● Activity
Across the data below, count every line where the string "logo" appears. Answer with the number alone.

● Supplied material
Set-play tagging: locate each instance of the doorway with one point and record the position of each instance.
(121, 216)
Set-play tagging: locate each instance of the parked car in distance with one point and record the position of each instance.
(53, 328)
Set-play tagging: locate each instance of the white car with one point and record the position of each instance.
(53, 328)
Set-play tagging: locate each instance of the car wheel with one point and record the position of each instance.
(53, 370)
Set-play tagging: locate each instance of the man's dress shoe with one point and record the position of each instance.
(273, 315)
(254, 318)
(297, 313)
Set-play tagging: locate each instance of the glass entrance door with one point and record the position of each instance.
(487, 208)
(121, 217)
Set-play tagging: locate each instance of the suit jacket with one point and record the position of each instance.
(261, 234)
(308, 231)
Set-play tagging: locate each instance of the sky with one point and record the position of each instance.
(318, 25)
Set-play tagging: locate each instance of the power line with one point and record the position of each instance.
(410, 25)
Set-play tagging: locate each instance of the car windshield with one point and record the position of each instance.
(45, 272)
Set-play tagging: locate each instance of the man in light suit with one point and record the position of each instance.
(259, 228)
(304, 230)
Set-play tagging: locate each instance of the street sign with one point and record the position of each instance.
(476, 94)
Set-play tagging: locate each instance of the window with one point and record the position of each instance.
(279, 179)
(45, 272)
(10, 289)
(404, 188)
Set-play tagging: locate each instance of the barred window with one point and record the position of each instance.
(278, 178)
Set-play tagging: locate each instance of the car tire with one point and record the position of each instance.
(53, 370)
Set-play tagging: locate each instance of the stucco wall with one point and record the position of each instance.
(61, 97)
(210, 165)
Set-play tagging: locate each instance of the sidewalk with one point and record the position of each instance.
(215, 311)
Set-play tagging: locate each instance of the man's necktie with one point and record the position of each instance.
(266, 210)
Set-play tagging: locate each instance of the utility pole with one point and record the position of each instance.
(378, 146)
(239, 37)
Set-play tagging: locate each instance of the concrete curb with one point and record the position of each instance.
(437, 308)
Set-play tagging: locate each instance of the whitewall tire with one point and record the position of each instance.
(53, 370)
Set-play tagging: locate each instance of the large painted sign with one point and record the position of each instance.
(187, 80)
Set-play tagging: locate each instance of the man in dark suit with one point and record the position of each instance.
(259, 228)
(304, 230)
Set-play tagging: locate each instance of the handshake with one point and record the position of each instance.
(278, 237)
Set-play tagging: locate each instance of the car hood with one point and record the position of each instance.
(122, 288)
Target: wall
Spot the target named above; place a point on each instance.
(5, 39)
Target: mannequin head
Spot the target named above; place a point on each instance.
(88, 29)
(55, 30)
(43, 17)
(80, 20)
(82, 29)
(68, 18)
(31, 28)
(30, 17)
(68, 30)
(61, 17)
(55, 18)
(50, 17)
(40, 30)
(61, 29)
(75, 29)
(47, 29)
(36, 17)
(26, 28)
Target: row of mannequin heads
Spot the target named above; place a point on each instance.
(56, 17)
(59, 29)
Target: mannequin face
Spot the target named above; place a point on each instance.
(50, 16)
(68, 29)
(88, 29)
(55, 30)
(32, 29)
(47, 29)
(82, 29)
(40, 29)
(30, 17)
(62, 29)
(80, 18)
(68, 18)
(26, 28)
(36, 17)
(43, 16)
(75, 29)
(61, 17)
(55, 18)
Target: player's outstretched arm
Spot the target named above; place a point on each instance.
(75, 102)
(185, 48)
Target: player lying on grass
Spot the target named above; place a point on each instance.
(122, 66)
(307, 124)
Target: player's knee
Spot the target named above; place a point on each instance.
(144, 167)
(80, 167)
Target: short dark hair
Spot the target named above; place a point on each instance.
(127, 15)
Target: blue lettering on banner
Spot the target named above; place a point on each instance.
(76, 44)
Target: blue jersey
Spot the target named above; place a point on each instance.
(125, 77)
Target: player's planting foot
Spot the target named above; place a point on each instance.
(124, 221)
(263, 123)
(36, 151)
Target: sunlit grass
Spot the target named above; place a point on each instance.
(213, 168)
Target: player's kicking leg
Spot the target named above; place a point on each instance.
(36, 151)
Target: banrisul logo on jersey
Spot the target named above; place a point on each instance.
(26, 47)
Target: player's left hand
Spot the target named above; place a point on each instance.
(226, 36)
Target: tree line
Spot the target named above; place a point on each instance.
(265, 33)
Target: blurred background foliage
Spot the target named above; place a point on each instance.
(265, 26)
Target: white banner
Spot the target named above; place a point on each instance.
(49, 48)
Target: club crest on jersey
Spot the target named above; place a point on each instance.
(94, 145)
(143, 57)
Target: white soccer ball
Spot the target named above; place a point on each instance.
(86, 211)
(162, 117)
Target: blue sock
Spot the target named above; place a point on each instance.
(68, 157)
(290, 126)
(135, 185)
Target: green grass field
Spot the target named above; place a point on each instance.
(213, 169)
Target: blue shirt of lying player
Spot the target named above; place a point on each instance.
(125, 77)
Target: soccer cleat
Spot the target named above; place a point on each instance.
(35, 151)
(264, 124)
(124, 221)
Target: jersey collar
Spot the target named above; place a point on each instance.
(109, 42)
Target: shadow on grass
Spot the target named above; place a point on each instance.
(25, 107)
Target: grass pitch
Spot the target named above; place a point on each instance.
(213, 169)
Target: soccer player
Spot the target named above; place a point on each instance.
--
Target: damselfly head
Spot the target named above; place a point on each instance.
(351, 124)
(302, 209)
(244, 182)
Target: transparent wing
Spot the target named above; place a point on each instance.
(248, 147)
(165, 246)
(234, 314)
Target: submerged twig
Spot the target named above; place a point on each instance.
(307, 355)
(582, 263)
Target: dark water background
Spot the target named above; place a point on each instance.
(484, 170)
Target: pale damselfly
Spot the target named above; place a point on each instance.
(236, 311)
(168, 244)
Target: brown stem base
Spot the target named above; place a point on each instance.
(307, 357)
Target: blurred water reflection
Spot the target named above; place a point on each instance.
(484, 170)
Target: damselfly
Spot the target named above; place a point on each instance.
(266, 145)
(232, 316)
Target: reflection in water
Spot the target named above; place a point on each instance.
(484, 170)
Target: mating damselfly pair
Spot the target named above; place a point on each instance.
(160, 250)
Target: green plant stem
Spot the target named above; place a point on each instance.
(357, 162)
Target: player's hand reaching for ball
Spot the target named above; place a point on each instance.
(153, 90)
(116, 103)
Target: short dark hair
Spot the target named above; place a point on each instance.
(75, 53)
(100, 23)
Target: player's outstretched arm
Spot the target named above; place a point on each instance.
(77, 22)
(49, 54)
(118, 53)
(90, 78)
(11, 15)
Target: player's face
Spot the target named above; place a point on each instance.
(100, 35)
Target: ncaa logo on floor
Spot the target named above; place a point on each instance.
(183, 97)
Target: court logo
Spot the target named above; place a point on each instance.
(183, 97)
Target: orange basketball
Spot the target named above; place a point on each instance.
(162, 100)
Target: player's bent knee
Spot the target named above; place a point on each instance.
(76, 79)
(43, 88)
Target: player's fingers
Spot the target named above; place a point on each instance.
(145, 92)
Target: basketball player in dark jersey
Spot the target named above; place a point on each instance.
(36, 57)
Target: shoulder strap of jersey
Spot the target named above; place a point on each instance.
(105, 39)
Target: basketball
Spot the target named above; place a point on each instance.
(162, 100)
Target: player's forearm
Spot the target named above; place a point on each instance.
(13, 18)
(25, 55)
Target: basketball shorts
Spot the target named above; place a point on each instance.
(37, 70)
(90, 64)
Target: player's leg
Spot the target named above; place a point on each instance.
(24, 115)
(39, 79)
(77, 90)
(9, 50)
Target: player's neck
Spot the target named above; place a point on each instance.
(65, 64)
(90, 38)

● Exercise result
3